Extract every line of the items that contains the word "image", matching case exactly.

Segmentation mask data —
┌──
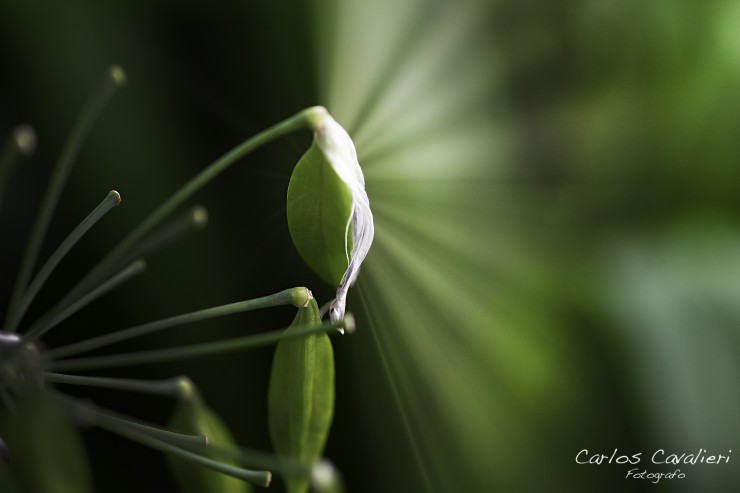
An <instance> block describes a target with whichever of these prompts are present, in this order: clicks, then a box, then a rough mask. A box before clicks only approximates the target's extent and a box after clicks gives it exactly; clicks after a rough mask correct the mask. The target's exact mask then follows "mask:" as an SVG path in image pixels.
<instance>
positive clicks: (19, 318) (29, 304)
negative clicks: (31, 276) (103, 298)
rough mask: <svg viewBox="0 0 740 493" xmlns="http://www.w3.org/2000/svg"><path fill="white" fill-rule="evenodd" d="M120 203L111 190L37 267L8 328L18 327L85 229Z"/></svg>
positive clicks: (115, 195) (89, 227)
mask: <svg viewBox="0 0 740 493" xmlns="http://www.w3.org/2000/svg"><path fill="white" fill-rule="evenodd" d="M120 203H121V196H120V195H119V194H118V192H116V191H115V190H112V191H111V192H110V193H108V195H107V196H106V197H105V198H104V199H103V201H102V202H101V203H100V204H98V206H97V207H96V208H95V209H93V211H92V212H91V213H90V214H89V215H88V216H87V217H86V218H85V219H84V220H83V221H82V222H81V223H80V224H79V225H78V226H77V227H76V228H75V229H74V230H73V231H72V232H71V233H70V234H69V236H67V238H65V240H64V241H63V242H62V243H61V244H60V245H59V247H58V248H57V249H56V251H54V253H53V254H52V255H51V257H49V260H47V261H46V263H45V264H44V265H43V267H41V269H39V271H38V273H37V274H36V277H34V279H33V281H31V284H29V285H28V289H26V291H25V292H24V293H23V295H22V296H21V299H20V302H19V305H18V310H17V311H16V312H15V313H14V318H13V319H12V320H10V322H9V326H8V329H9V330H10V331H15V330H16V329H17V328H18V324H19V323H20V321H21V320H22V319H23V315H25V313H26V310H28V307H29V306H30V305H31V303H32V302H33V300H34V299H35V298H36V295H37V294H38V292H39V290H40V289H41V287H42V286H43V285H44V283H45V282H46V280H47V279H48V278H49V276H50V275H51V273H52V272H54V269H55V268H56V267H57V265H59V262H61V261H62V259H63V258H64V256H65V255H67V253H68V252H69V251H70V250H71V249H72V247H73V246H74V245H75V244H76V243H77V242H78V241H79V240H80V238H82V237H83V236H84V235H85V233H87V231H88V230H89V229H90V228H92V227H93V226H94V225H95V223H97V222H98V221H99V220H100V218H102V217H103V216H104V215H105V214H106V213H107V212H108V211H110V210H111V209H112V208H113V207H115V206H117V205H118V204H120Z"/></svg>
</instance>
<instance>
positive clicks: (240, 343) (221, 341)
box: [48, 314, 354, 372]
mask: <svg viewBox="0 0 740 493" xmlns="http://www.w3.org/2000/svg"><path fill="white" fill-rule="evenodd" d="M340 327H344V328H346V329H347V331H348V332H352V330H350V329H353V327H354V320H353V319H352V316H351V315H350V314H347V315H346V316H345V318H344V320H340V321H337V322H324V323H322V324H321V325H315V324H312V325H302V326H297V327H295V328H294V330H292V331H291V333H290V334H289V335H286V334H285V329H278V330H273V331H270V332H264V333H261V334H255V335H250V336H244V337H236V338H233V339H226V340H222V341H216V342H208V343H202V344H193V345H190V346H181V347H175V348H167V349H156V350H151V351H139V352H134V353H126V354H116V355H111V356H98V357H91V358H77V359H69V360H62V361H52V362H49V364H48V368H49V369H50V370H53V371H65V372H68V371H80V370H95V369H102V368H117V367H122V366H136V365H145V364H151V363H165V362H169V361H175V360H182V359H188V358H197V357H201V356H212V355H215V354H223V353H228V352H232V351H240V350H243V349H249V348H255V347H261V346H267V345H270V344H274V343H277V342H278V341H279V340H280V339H282V338H283V337H299V336H306V335H311V334H320V333H322V332H329V333H332V332H334V333H337V332H336V331H335V330H334V329H338V328H340Z"/></svg>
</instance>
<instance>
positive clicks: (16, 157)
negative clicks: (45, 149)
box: [0, 125, 36, 210]
mask: <svg viewBox="0 0 740 493" xmlns="http://www.w3.org/2000/svg"><path fill="white" fill-rule="evenodd" d="M34 150H36V132H34V131H33V128H31V127H30V126H29V125H18V126H17V127H15V128H14V129H13V132H12V133H11V134H10V135H9V136H8V137H6V139H5V142H4V143H3V146H2V148H1V149H0V210H2V205H3V196H4V195H5V189H6V188H7V186H8V181H9V177H10V175H11V173H12V172H13V169H14V168H15V167H16V166H17V165H18V162H19V161H20V159H21V158H22V157H27V156H30V155H31V154H33V151H34Z"/></svg>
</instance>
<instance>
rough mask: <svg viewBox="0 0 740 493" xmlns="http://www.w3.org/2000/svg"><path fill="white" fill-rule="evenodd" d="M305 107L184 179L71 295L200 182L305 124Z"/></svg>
mask: <svg viewBox="0 0 740 493" xmlns="http://www.w3.org/2000/svg"><path fill="white" fill-rule="evenodd" d="M309 110H311V109H310V108H309V109H308V110H304V111H301V112H299V113H297V114H295V115H293V116H292V117H290V118H288V119H286V120H283V121H282V122H280V123H278V124H276V125H274V126H272V127H270V128H268V129H266V130H264V131H262V132H260V133H258V134H257V135H255V136H253V137H251V138H249V139H247V140H246V141H244V142H243V143H242V144H240V145H238V146H237V147H235V148H234V149H232V150H231V151H229V152H227V153H226V154H224V155H223V156H221V157H220V158H219V159H217V160H216V161H214V162H213V163H211V164H210V165H209V166H208V167H207V168H205V169H204V170H203V171H201V172H200V173H199V174H198V175H196V176H195V177H194V178H192V179H191V180H190V181H189V182H187V183H186V184H185V185H184V186H183V187H182V188H181V189H180V190H178V191H177V192H175V193H174V194H173V195H172V196H171V197H170V198H169V199H168V200H166V201H165V202H164V203H163V204H162V205H161V206H159V208H158V209H156V210H155V211H154V212H153V213H152V214H151V215H149V217H147V218H146V219H145V220H144V221H142V222H141V223H140V224H139V226H138V227H137V228H136V229H134V230H133V231H132V232H131V233H130V234H129V235H128V236H127V237H126V238H124V239H123V240H122V241H121V242H120V243H118V245H117V246H116V247H115V248H114V249H113V250H112V251H111V252H110V253H109V254H108V255H106V256H105V257H104V258H103V259H102V260H101V261H100V262H99V263H98V265H96V266H95V267H94V268H93V269H92V270H91V271H90V272H89V273H88V274H87V276H85V278H83V279H82V280H81V281H80V282H79V283H78V284H77V286H75V287H74V288H73V289H72V291H71V294H73V295H74V296H82V295H83V294H84V293H86V292H87V291H89V290H90V289H93V288H94V287H95V286H96V284H97V282H98V280H99V279H101V278H105V277H107V276H108V275H109V273H110V272H112V271H115V270H116V269H117V268H118V267H120V265H121V263H123V262H125V259H126V258H129V256H130V251H131V249H133V248H134V247H135V246H136V245H137V244H139V243H140V242H141V240H142V239H144V238H145V237H146V236H147V235H148V234H149V233H150V232H151V231H152V230H153V229H154V228H155V227H157V226H158V225H159V224H160V223H161V222H162V221H163V220H164V219H166V218H167V216H169V215H170V214H172V213H173V212H174V211H175V210H176V209H177V208H178V207H179V206H181V205H182V204H183V203H184V202H185V201H186V200H187V199H189V198H190V197H191V196H192V195H193V194H194V193H195V192H197V191H198V190H200V189H201V188H203V186H205V185H206V184H208V183H209V182H210V181H211V180H213V179H214V178H215V177H216V176H218V175H219V174H220V173H222V172H223V171H224V170H225V169H227V168H228V167H229V166H231V165H232V164H234V163H236V162H237V161H238V160H239V159H241V158H243V157H244V156H246V155H247V154H249V153H250V152H252V151H254V150H255V149H258V148H259V147H261V146H263V145H265V144H267V143H269V142H271V141H273V140H275V139H277V138H279V137H282V136H284V135H286V134H288V133H291V132H293V131H296V130H300V129H303V128H307V125H308V123H307V117H306V113H307V112H308V111H309Z"/></svg>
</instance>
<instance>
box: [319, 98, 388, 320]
mask: <svg viewBox="0 0 740 493" xmlns="http://www.w3.org/2000/svg"><path fill="white" fill-rule="evenodd" d="M310 111H311V112H312V113H311V116H310V117H309V118H310V121H311V126H312V128H313V129H314V139H315V142H316V145H318V147H319V149H321V151H322V152H323V153H324V156H326V159H327V160H328V161H329V164H331V167H332V169H333V170H334V172H335V173H336V174H337V176H339V178H340V179H341V180H342V181H343V182H344V184H345V185H347V188H348V189H349V191H350V196H351V199H352V207H351V211H350V215H349V218H348V219H347V230H349V226H350V225H352V251H350V252H346V253H347V259H348V262H349V263H348V265H347V270H346V271H345V273H344V276H343V277H342V280H341V282H340V283H339V286H338V287H337V297H336V299H335V300H334V301H333V302H332V303H331V307H330V308H329V317H330V319H331V320H332V321H334V322H336V321H339V320H341V319H342V318H343V317H344V310H345V305H346V300H347V290H348V289H349V287H350V286H351V285H353V284H354V283H355V280H356V279H357V274H358V273H359V271H360V265H361V264H362V262H363V261H364V260H365V257H366V256H367V253H368V251H370V245H372V243H373V237H374V236H375V226H374V224H373V213H372V211H371V210H370V200H369V199H368V197H367V193H366V192H365V177H364V175H363V174H362V169H361V168H360V163H359V161H358V159H357V151H356V150H355V145H354V143H353V142H352V138H351V137H350V136H349V134H348V133H347V131H346V130H345V129H344V128H343V127H342V126H341V125H340V124H339V123H338V122H337V121H336V120H335V119H334V118H332V116H331V115H330V114H329V113H328V112H327V111H326V109H325V108H323V107H321V106H317V107H314V108H311V110H310Z"/></svg>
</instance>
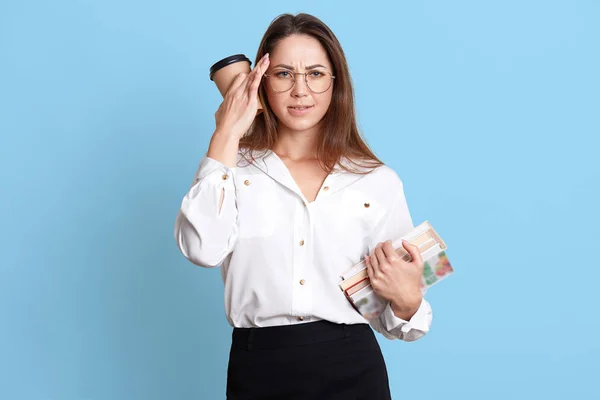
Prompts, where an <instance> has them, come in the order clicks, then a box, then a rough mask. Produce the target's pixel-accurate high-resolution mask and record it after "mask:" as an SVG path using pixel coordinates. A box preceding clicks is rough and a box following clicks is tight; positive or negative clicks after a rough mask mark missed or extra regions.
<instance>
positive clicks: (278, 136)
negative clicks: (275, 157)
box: [273, 125, 319, 161]
mask: <svg viewBox="0 0 600 400" xmlns="http://www.w3.org/2000/svg"><path fill="white" fill-rule="evenodd" d="M318 134H319V126H318V125H317V126H314V127H312V128H310V129H307V130H305V131H294V130H292V129H289V128H287V127H283V126H282V127H280V129H279V131H278V132H277V141H276V142H275V145H274V146H273V151H274V152H275V153H276V154H277V155H278V156H280V157H285V158H288V159H290V160H294V161H296V160H306V159H316V158H317V143H318V141H317V139H318Z"/></svg>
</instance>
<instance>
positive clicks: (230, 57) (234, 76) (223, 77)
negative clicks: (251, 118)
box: [209, 54, 263, 115]
mask: <svg viewBox="0 0 600 400" xmlns="http://www.w3.org/2000/svg"><path fill="white" fill-rule="evenodd" d="M251 64H252V62H251V61H250V60H249V59H248V57H246V56H245V55H244V54H235V55H233V56H229V57H226V58H224V59H222V60H220V61H217V62H216V63H214V64H213V66H212V67H210V75H209V77H210V80H211V81H213V82H214V83H215V84H216V85H217V88H218V89H219V92H221V96H225V93H227V91H228V90H229V87H230V86H231V83H232V82H233V80H234V79H235V77H236V76H237V75H238V74H239V73H242V72H244V73H246V74H248V73H250V65H251ZM261 112H263V107H262V104H261V103H260V99H259V100H258V110H257V111H256V115H258V114H260V113H261Z"/></svg>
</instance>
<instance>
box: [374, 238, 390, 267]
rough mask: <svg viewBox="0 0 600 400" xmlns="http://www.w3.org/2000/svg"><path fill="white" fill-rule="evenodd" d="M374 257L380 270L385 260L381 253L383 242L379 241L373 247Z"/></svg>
mask: <svg viewBox="0 0 600 400" xmlns="http://www.w3.org/2000/svg"><path fill="white" fill-rule="evenodd" d="M375 257H377V269H379V270H381V267H382V264H384V263H385V262H387V260H386V259H385V254H384V253H383V243H379V244H378V245H377V247H376V248H375Z"/></svg>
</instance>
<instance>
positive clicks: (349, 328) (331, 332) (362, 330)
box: [231, 320, 373, 350]
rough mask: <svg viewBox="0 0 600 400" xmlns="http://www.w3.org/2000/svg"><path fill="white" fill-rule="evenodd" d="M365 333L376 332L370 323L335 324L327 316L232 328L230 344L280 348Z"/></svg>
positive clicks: (235, 348)
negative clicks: (283, 324) (285, 321)
mask: <svg viewBox="0 0 600 400" xmlns="http://www.w3.org/2000/svg"><path fill="white" fill-rule="evenodd" d="M365 334H370V335H373V332H372V331H371V328H370V327H369V324H366V323H365V324H351V325H348V324H336V323H333V322H329V321H325V320H321V321H315V322H305V323H302V324H294V325H280V326H269V327H263V328H233V333H232V335H231V347H232V348H233V349H243V350H252V349H257V350H267V349H280V348H286V347H297V346H304V345H308V344H314V343H319V342H326V341H330V340H338V339H342V338H345V337H350V336H359V335H365Z"/></svg>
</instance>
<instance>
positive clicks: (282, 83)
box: [269, 70, 294, 92]
mask: <svg viewBox="0 0 600 400" xmlns="http://www.w3.org/2000/svg"><path fill="white" fill-rule="evenodd" d="M269 83H270V84H271V87H272V88H273V90H275V91H276V92H285V91H286V90H290V89H291V88H292V86H294V75H292V73H291V72H290V71H285V70H277V71H274V72H273V73H272V74H271V75H269Z"/></svg>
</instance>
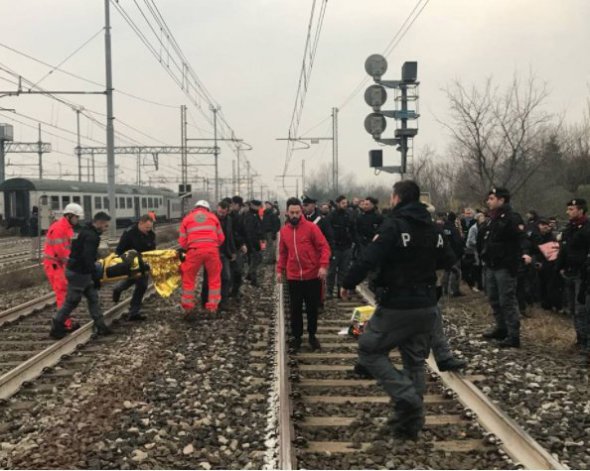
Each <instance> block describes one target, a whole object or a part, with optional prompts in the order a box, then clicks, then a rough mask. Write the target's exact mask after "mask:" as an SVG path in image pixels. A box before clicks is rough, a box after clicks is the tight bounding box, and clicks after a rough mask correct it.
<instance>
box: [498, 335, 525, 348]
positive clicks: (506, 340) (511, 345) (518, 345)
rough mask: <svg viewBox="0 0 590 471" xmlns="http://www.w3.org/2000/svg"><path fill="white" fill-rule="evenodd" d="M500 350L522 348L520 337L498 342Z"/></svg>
mask: <svg viewBox="0 0 590 471" xmlns="http://www.w3.org/2000/svg"><path fill="white" fill-rule="evenodd" d="M498 347H500V348H520V339H519V338H518V337H506V338H505V339H504V340H501V341H500V342H498Z"/></svg>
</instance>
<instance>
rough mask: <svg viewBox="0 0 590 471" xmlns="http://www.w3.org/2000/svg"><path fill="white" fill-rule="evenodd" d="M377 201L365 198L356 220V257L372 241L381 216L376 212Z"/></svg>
mask: <svg viewBox="0 0 590 471" xmlns="http://www.w3.org/2000/svg"><path fill="white" fill-rule="evenodd" d="M378 203H379V201H378V200H377V199H376V198H373V197H372V196H367V197H366V198H365V201H364V204H363V206H362V208H361V212H360V214H359V215H358V216H357V218H356V237H357V239H356V247H355V248H356V256H357V257H358V256H359V255H360V254H362V253H363V251H364V250H365V249H366V248H367V247H368V246H369V244H370V243H371V242H372V241H373V237H375V235H376V234H377V229H379V226H380V225H381V223H382V222H383V216H382V215H381V214H380V213H379V211H378V210H377V204H378Z"/></svg>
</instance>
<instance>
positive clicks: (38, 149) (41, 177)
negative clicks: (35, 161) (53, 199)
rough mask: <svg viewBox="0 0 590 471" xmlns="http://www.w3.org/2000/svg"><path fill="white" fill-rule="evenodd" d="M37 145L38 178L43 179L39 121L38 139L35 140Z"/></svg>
mask: <svg viewBox="0 0 590 471" xmlns="http://www.w3.org/2000/svg"><path fill="white" fill-rule="evenodd" d="M37 145H38V146H39V149H38V152H37V155H38V156H39V180H43V141H41V123H39V140H38V141H37Z"/></svg>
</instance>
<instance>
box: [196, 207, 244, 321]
mask: <svg viewBox="0 0 590 471" xmlns="http://www.w3.org/2000/svg"><path fill="white" fill-rule="evenodd" d="M229 206H230V205H229V204H228V202H227V201H220V202H219V204H218V205H217V219H219V223H220V224H221V230H222V231H223V235H224V236H225V240H224V241H223V244H221V246H220V247H219V258H220V260H221V302H220V303H219V307H218V310H219V311H226V310H227V308H228V305H227V303H228V302H229V296H230V290H231V283H232V276H231V274H232V271H231V263H232V262H233V261H235V260H236V253H237V250H236V243H235V240H234V232H233V228H232V219H231V216H230V215H229ZM207 299H209V283H208V277H207V270H205V274H204V275H203V288H202V289H201V305H202V306H205V304H206V303H207Z"/></svg>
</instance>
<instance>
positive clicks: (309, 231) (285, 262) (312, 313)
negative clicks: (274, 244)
└──
Expected answer —
An <instance> block describes a target with whichever of these prompts are present, in this order: clicks, then a box, then a rough mask. A box before clicks only approximates the target's extent and a box after clicks gives it exactly; clicks after a rough mask correct the mask. The target's exact mask then follows "mask:" as an SVG path in image pixels.
Each <instance> block describes one target, a whole object or a part, with optional prompts in the order a box, then clicks, then a rough mask. Write the target's exact mask after "mask:" as an SVG path in image pixels. A box before clicks is rough, a box after clicks is the tight bounding box, and clicks after a rough mask correct it.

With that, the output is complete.